## Page excerpt
* begin *

From: Jarkko Hietaniemi <jhi@iki.fi>
Date: Sun, 4 Mar 2001 17:24:49 +0000 (+0000)
Subject: Add the \N{U+HHHH} syntax.
X-Git-Url: http://git.shadowcat.co.uk/gitweb/gitweb.cgi?a=commitdiff_plain;h=e0a47bd2cb14247750ebc5ca933bb1ba015aa70a;p=p5sagit%2Fp5-mst-13.2.git

Add the \N{U+HHHH} syntax.

p4raw-id: //depot/perl@9014
---

diff --git a/lib/charnames.pm b/lib/charnames.pm
index 875c0a5..1bb89b4 100644
--- a/lib/charnames.pm
+++ b/lib/charnames.pm
@@ -86,6 +86,9 @@ charnames - define character names for C<\N{named}> string literal escape.
   use charnames qw(cyrillic greek);
   print "\N{sigma} is Greek sigma, and \N{be} is Cyrillic b.\n";
 
+  use charnames ...; # either :full or :short will do
+  print "This is Unicode code point \N{U+263A}\n"; # explicit code point
+
 =head1 DESCRIPTION
 
 Pragma C<use charnames> supports arguments C<:full>, C<:short> and
diff --git a/pod/perldiag.pod b/pod/perldiag.pod
index 122f5ea..5adf241 100644
--- a/pod/perldiag.pod
+++ b/pod/perldiag.pod
@@ -1564,6 +1564,11 @@ to your Perl administrator.
 your logic, or you need to put a conditional in to guard against
 meaningless input.
 
+=item Illegal hexadecimal code on \N{U+...}
+
+(F) You must specify a hexadecimal code for the Unicode codepoint
+after the "U+" inside your "\N{}".
+
 =item Illegal hexadecimal digit %s ignored
 
 (W digit) You may have tried to use a character other than 0 - 9 or
diff --git a/pod/perlretut.pod b/pod/perlretut.pod
index a77b87e..2647076 100644
--- a/pod/perlretut.pod
+++ b/pod/perlretut.pod
@@ -1657,9 +1657,9 @@ or deciphering someone else's hexadecimal Unicode regexp is about as
 much fun as programming in machine code.  So another way to specify
 Unicode characters is to use the S<B<named character> > escape
 sequence C<\N{name}>.  C<name> is a name for the Unicode character, as
-specified in the Unicode standard.  For instance, if we wanted to
-represent or match the astrological sign for the planet Mercury, we
-could use
+specified in the Unicode standard, or "U+" followed by the hexadecimal
+code of the character.  For instance, if we wanted to represent or
+match the astrological sign for the planet Mercury, we could use
 
     use utf8;              # We will be doing Unicode processing
     use charnames ":full"; # use named chars with Unicode full names
diff --git a/t/lib/charnames.t b/t/lib/charnames.t
index 6a8a8be..8ad098e 100644
--- a/t/lib/charnames.t
+++ b/t/lib/charnames.t
@@ -8,7 +8,7 @@ BEGIN {
 }
 
 $| = 1;
-print "1..15\n";
+print "1..16\n";
 
 use charnames ':full';
 
@@ -63,6 +63,7 @@ sub to_bytes {
 
 {
     use charnames ':full';
+
     print "not " unless "\x{263a}" eq "\N{WHITE SMILING FACE}";
     print "ok 6\n";
     print "not " unless length("\x{263a}") == 1;
@@ -81,7 +82,6 @@ sub to_bytes {
 
 {
    use charnames qw(:full);
-   use utf8;
    
     my $x = "\x{221b}";
     my $named = "\N{CUBE ROOT}";
@@ -92,7 +92,7 @@ sub to_bytes {
 
 {
    use charnames qw(:full);
-   use utf8;
+
    print "not " unless "\x{100}\N{CENT SIGN}" eq "\x{100}"."\N{CENT SIGN}";
    print "ok 14\n";
 }
@@ -106,3 +106,12 @@ sub to_bytes {
 
 }
 
+
+{
+  use charnames ':full';
+
+  print "not "

* end *

## Data section
* begin *

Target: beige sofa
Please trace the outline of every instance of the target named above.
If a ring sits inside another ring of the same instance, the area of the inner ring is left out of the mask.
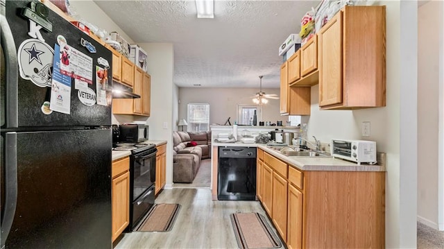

* end *

## Required tasks
1/ Answer these from the commit page:
(a) What name appears on the From line?
(b) What must be specified after the "U+" inside "\N{}", according to the new perldiag entry?
(c) In charnames.t, the line printing "1..15" is replaced by a line printing what?
2/ Print the part of the commit page that opens with the words containing "diff --git a/lib/charnames.pm" and closes with "string literal escape.", keeping every character unchanged.
3/ Summarize the commit page in two sentences.

## Exercise answers
1/
(a) Jarkko Hietaniemi
(b) A hexadecimal code for the Unicode codepoint.
(c) "1..16"

2/
diff --git a/lib/charnames.pm b/lib/charnames.pm
index 875c0a5..1bb89b4 100644
--- a/lib/charnames.pm
+++ b/lib/charnames.pm
@@ -86,6 +86,9 @@ charnames - define character names for C<\N{named}> string literal escape.

3/ The commit adds the \N{U+HHHH} syntax, which lets a Unicode character be given inside \N{} as "U+" followed by its hexadecimal code. It documents this in charnames.pm and perlretut.pod, adds an "Illegal hexadecimal code on \N{U+...}" entry to perldiag.pod, and changes the test count line in charnames.t from "1..15" to "1..16".